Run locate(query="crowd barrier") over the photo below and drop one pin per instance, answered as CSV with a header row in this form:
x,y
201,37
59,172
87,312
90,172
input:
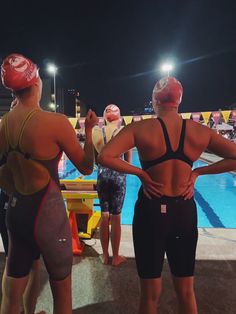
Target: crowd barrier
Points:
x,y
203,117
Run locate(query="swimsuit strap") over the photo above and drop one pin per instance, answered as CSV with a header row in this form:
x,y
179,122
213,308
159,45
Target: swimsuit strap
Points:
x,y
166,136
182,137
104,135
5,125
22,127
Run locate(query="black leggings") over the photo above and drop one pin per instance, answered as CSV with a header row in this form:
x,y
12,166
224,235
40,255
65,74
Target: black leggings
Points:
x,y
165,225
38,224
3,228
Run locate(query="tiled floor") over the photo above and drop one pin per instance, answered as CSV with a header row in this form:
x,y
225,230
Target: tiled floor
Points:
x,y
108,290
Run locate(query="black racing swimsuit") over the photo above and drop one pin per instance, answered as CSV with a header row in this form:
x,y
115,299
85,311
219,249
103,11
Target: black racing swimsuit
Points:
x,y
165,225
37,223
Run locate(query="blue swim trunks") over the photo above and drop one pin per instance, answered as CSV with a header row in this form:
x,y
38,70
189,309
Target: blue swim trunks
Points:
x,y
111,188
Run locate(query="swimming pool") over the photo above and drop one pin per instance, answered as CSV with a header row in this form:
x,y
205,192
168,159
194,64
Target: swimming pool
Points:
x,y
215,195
● ● ● ● ●
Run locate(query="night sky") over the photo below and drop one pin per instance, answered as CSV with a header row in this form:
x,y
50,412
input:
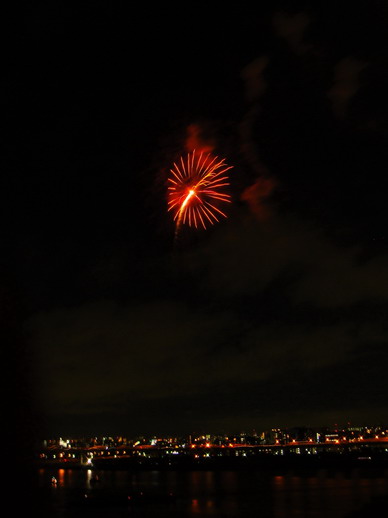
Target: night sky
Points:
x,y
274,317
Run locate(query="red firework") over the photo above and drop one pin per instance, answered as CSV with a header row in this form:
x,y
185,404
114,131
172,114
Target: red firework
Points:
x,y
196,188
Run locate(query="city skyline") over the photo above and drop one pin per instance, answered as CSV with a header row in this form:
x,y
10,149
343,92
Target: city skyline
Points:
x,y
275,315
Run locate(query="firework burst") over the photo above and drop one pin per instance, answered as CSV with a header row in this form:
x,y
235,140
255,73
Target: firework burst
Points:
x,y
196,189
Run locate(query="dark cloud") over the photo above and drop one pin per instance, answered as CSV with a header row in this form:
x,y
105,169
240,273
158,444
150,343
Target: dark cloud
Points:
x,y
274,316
● ● ● ● ●
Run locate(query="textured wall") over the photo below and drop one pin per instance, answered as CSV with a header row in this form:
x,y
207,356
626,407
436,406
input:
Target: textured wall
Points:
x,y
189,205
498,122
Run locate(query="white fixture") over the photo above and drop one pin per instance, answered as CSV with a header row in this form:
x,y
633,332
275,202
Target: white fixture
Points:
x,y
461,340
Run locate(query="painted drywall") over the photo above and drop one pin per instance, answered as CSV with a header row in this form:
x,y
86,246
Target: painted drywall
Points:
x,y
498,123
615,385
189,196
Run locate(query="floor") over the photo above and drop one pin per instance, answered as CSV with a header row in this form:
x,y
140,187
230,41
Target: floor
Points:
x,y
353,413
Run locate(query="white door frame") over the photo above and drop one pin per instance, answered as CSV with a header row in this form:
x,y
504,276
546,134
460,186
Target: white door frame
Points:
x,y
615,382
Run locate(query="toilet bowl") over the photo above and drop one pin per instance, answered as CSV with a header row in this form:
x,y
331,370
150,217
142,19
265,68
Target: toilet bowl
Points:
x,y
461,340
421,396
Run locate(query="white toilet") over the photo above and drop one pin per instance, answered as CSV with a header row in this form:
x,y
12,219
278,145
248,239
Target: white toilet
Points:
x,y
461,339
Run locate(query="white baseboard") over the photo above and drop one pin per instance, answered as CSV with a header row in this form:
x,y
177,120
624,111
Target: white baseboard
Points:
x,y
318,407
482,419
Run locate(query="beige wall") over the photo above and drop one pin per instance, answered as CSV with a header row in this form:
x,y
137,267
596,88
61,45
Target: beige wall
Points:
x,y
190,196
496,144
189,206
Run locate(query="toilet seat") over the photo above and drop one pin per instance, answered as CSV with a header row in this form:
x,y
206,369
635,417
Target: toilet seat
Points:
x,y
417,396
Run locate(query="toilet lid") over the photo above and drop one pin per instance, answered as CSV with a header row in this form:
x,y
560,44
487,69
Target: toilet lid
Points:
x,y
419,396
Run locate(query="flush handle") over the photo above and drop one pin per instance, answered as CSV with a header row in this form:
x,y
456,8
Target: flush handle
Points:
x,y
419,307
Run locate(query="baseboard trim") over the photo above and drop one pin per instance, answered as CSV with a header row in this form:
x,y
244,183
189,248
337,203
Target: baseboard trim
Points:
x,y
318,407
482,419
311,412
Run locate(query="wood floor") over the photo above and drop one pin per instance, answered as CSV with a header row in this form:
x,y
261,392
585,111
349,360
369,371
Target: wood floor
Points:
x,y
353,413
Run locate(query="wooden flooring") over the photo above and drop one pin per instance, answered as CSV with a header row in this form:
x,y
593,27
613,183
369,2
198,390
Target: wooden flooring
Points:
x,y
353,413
● ● ● ● ●
▸ PROBLEM DESCRIPTION:
Count the lines in the rows above that contain the string "burst", treating case as significant, and reply with the number alone.

▸ SOLUTION FOR THIS EXERCISE:
2